Required work – Return each entry exactly, omitting nothing.

Material shown –
[BEGIN]

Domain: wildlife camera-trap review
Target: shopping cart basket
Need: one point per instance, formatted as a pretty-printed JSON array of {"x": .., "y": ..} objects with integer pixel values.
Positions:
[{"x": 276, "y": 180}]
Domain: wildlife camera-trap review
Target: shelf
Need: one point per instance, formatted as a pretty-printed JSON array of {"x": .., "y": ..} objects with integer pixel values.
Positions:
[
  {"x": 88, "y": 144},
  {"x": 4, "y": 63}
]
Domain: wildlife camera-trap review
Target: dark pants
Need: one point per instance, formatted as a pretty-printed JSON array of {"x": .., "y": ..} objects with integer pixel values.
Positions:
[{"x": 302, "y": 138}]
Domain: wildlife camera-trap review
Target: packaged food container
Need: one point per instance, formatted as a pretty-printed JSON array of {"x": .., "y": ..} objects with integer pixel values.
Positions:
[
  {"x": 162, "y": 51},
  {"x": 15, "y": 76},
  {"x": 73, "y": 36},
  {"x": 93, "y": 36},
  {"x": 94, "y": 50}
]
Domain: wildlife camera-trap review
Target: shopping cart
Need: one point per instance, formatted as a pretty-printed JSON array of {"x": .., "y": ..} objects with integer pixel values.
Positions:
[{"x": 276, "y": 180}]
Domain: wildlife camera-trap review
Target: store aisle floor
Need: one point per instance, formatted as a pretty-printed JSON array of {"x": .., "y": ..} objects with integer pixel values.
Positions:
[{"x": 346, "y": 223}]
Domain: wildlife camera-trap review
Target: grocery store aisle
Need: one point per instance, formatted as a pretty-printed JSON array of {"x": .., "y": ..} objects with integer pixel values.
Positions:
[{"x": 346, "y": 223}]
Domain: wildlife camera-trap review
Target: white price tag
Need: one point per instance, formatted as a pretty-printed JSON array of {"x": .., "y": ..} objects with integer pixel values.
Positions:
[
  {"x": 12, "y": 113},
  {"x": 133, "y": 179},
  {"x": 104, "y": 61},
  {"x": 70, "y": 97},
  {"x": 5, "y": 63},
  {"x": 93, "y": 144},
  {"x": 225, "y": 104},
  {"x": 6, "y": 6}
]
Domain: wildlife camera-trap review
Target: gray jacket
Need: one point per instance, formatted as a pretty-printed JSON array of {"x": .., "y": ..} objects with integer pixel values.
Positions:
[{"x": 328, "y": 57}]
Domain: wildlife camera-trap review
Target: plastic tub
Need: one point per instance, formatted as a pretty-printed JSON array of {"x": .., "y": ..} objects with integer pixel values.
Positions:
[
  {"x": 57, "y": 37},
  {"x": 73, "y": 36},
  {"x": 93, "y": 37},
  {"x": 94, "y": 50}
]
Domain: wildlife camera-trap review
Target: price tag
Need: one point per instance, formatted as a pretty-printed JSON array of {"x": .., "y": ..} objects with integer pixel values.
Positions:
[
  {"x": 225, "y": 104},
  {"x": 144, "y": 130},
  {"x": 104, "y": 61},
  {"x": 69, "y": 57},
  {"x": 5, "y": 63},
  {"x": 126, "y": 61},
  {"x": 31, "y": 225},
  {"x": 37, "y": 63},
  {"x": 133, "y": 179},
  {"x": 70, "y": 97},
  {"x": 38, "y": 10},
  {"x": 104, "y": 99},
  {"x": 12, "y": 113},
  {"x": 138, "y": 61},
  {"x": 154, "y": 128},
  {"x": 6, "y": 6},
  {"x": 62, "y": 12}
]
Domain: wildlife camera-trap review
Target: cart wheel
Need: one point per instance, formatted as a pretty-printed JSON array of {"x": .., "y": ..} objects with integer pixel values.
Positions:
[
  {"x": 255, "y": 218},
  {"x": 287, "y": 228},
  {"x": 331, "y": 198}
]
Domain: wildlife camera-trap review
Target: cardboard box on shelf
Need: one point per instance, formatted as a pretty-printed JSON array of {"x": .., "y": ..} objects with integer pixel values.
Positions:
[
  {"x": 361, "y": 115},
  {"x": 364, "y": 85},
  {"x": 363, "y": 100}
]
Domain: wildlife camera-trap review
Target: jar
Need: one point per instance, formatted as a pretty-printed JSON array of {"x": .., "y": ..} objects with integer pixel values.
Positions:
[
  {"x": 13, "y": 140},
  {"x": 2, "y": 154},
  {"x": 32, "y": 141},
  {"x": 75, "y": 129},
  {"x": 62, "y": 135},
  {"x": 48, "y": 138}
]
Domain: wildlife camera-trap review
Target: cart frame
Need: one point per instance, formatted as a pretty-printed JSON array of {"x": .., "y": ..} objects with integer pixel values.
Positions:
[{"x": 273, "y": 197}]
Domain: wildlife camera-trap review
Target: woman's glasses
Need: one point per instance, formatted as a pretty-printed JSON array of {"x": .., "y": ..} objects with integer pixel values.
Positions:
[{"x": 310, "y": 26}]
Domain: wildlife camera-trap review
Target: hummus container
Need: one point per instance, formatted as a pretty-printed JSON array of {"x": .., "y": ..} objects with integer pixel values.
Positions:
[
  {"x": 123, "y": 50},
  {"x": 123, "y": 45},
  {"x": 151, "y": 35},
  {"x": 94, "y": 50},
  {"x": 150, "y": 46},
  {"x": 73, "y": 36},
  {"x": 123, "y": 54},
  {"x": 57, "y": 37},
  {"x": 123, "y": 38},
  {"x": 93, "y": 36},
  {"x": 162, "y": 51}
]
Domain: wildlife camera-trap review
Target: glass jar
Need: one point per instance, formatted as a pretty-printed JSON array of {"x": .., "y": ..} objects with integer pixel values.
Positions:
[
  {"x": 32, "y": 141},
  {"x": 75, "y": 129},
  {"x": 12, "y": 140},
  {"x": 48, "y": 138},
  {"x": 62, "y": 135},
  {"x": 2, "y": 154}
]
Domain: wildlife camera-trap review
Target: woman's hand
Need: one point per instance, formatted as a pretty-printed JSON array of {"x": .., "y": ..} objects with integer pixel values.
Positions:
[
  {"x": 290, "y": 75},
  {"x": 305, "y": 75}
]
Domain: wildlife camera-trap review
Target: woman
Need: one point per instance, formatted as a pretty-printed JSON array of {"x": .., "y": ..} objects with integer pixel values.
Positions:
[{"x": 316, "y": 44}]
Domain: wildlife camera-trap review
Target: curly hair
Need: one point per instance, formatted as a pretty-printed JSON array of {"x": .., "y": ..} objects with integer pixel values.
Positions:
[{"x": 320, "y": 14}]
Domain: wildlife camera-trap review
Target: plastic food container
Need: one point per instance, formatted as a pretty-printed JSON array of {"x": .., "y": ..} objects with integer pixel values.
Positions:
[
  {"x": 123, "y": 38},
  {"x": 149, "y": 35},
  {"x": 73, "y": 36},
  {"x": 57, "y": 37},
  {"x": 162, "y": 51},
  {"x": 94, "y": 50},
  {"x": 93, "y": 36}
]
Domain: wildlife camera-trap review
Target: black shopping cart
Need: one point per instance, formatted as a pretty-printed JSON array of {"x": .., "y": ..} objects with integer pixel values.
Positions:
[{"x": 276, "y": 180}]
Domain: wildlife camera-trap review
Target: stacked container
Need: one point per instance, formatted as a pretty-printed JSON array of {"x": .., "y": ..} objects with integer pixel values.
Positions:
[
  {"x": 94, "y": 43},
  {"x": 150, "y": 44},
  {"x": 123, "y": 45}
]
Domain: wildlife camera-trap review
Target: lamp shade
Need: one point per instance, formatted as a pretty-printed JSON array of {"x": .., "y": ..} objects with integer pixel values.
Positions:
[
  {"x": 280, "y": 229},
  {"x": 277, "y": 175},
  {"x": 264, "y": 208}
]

[END]

In response –
Domain: wildlife camera-trap review
Target: shopping cart basket
Need: one point per instance, formatted as a pretty-printed JSON array of {"x": .., "y": ..} objects with integer pixel values.
Positions:
[{"x": 276, "y": 180}]
Domain: wildlife camera-trap review
Target: shelf
Need: one point per instance, formatted as a pretty-printed JSON array of {"x": .., "y": ..} objects with integer pixel values.
Positions:
[
  {"x": 88, "y": 144},
  {"x": 4, "y": 63}
]
Domain: wildlife camera-trap review
Target: dark pants
Need: one point per instance, formatted as a pretty-printed JSON array of {"x": .., "y": ..} objects with integer pixel values.
Positions:
[{"x": 302, "y": 138}]
Domain: wildlife camera-trap review
Target: packaged food container
Need: one point per instance, formatted as a pretty-printed JSON array of {"x": .., "y": ..} objects with integer pixel values.
Positions:
[
  {"x": 162, "y": 51},
  {"x": 15, "y": 76},
  {"x": 73, "y": 36},
  {"x": 93, "y": 36},
  {"x": 94, "y": 50}
]
Domain: wildlife camera-trap review
Target: shopping cart
Need: one point per instance, formatted as a pretty-printed JSON array of {"x": .., "y": ..} objects with integer pixel values.
Positions:
[{"x": 276, "y": 180}]
Domain: wildlife camera-trap review
Target: store aisle floor
Need: one point per instance, formatted as a pretty-printed JSON array of {"x": .., "y": ..} objects with integer pixel values.
Positions:
[{"x": 346, "y": 223}]
Domain: wildlife camera-trap review
Target: grocery store aisle
Need: one point per instance, formatted as a pretty-printed JSON array of {"x": .., "y": ..} objects with integer pixel values.
Positions:
[{"x": 346, "y": 223}]
Domain: wildlife camera-trap review
Target: white price tag
Need: one point per instance, formatted as a pretty-printed JSON array of {"x": .., "y": ..} objects with integer pixel values.
Positions:
[
  {"x": 12, "y": 113},
  {"x": 133, "y": 179},
  {"x": 104, "y": 61},
  {"x": 70, "y": 97},
  {"x": 5, "y": 63},
  {"x": 93, "y": 144},
  {"x": 225, "y": 104},
  {"x": 6, "y": 6}
]
Domain: wildlife camera-trap review
Target: gray jacket
Need: one point per instance, formatted as a pretty-printed JSON array of {"x": .., "y": ..} objects with integer pixel values.
Positions:
[{"x": 328, "y": 57}]
Domain: wildlife camera-trap review
Target: plastic tub
Need: one point per instance, formatted as a pretty-printed JSON array of {"x": .., "y": ..} objects with integer pixel values.
Positions:
[
  {"x": 57, "y": 37},
  {"x": 73, "y": 36},
  {"x": 93, "y": 37},
  {"x": 94, "y": 50}
]
Domain: wildlife camera-trap review
Target: price tag
Need: one point per instance, formatted as a pretty-printed JSON array of {"x": .., "y": ..} objects with integer pixel values.
Positions:
[
  {"x": 225, "y": 104},
  {"x": 144, "y": 130},
  {"x": 104, "y": 61},
  {"x": 69, "y": 57},
  {"x": 5, "y": 63},
  {"x": 126, "y": 61},
  {"x": 31, "y": 225},
  {"x": 37, "y": 63},
  {"x": 133, "y": 179},
  {"x": 70, "y": 97},
  {"x": 38, "y": 10},
  {"x": 104, "y": 99},
  {"x": 12, "y": 113},
  {"x": 138, "y": 61},
  {"x": 154, "y": 128},
  {"x": 6, "y": 6},
  {"x": 62, "y": 12}
]
Domain: wildlife camera-trap review
Target: cart wheel
Need: one point per instance, formatted as a pretty-printed JSON array of {"x": .., "y": ..} objects with integer pixel values.
Positions:
[
  {"x": 255, "y": 218},
  {"x": 287, "y": 228},
  {"x": 331, "y": 198}
]
Domain: wildlife camera-trap review
Target: cardboard box on shelf
Need: one point per instance, formatted as a pretty-printed JSON array of {"x": .., "y": ..} objects with integer pixel values.
Positions:
[
  {"x": 361, "y": 115},
  {"x": 364, "y": 85},
  {"x": 363, "y": 100}
]
Domain: wildlife camera-trap review
Target: jar
Need: one point per instance, formatted as a pretty-printed JSON array of {"x": .., "y": ..} objects with integer pixel values.
Positions:
[
  {"x": 13, "y": 140},
  {"x": 2, "y": 154},
  {"x": 32, "y": 141},
  {"x": 75, "y": 129},
  {"x": 62, "y": 135},
  {"x": 48, "y": 138}
]
Domain: wildlife camera-trap review
Target: cart frame
Need: one point per instance, formatted as a pretty-printed JSON array of {"x": .., "y": ..} objects with integer pixel values.
Positions:
[{"x": 273, "y": 197}]
Domain: wildlife camera-trap review
Target: woman's glasses
Need: one point per instance, formatted as a pretty-printed JSON array of {"x": .., "y": ..} objects with integer pixel values.
Positions:
[{"x": 310, "y": 26}]
Domain: wildlife camera-trap review
Target: hummus container
Need: one point per instance, formatted as a pretty-printed JSON array of {"x": .., "y": ..} objects with integer pixel values.
Positions:
[
  {"x": 123, "y": 50},
  {"x": 123, "y": 45},
  {"x": 151, "y": 35},
  {"x": 94, "y": 50},
  {"x": 150, "y": 46},
  {"x": 73, "y": 36},
  {"x": 123, "y": 54},
  {"x": 57, "y": 37},
  {"x": 123, "y": 38},
  {"x": 93, "y": 36},
  {"x": 162, "y": 51}
]
Domain: wildlife camera-trap review
Target: glass jar
Need: one point per instance, formatted as a pretty-printed JSON array of {"x": .., "y": ..} objects with integer pixel values.
Positions:
[
  {"x": 32, "y": 141},
  {"x": 75, "y": 129},
  {"x": 12, "y": 140},
  {"x": 48, "y": 138},
  {"x": 62, "y": 135},
  {"x": 2, "y": 154}
]
Domain: wildlife camera-trap review
Target: woman's hand
Need: one point per instance, formatted as a pretty-printed JSON array of {"x": .., "y": ..} objects with integer pixel values.
Positions:
[
  {"x": 290, "y": 75},
  {"x": 305, "y": 75}
]
Domain: wildlife camera-trap review
Target: woman
Need: one point per instance, formatted as a pretty-printed JSON array of {"x": .., "y": ..} objects with integer pixel values.
Positions:
[{"x": 316, "y": 44}]
Domain: wildlife camera-trap review
Target: curly hair
Need: one point per instance, formatted as a pretty-printed JSON array of {"x": .., "y": ..} objects with integer pixel values.
Positions:
[{"x": 320, "y": 14}]
Domain: wildlife camera-trap review
Target: plastic food container
Need: one point per instance, formatted as a pretty-printed JSON array of {"x": .., "y": ..} objects with integer pixel values.
Positions:
[
  {"x": 123, "y": 38},
  {"x": 149, "y": 35},
  {"x": 73, "y": 36},
  {"x": 57, "y": 37},
  {"x": 162, "y": 51},
  {"x": 94, "y": 50},
  {"x": 93, "y": 36}
]
Domain: wildlife camera-trap review
Target: black shopping cart
Need: one point per instance, formatted as a pretty-printed JSON array of {"x": .., "y": ..} objects with integer pixel values.
Positions:
[{"x": 276, "y": 180}]
Domain: wildlife camera-trap review
Target: stacked container
Need: one point per instance, formatted as a pretty-printed JSON array of {"x": .., "y": ..} objects with integer pixel values.
Positions:
[
  {"x": 94, "y": 43},
  {"x": 150, "y": 44},
  {"x": 123, "y": 45}
]
Domain: wildlife camera-trap review
Target: lamp shade
Need: one point per instance, formatted as a pretty-printed JSON array of {"x": .., "y": ..} objects with integer pixel values.
Positions:
[
  {"x": 280, "y": 229},
  {"x": 277, "y": 175},
  {"x": 264, "y": 208}
]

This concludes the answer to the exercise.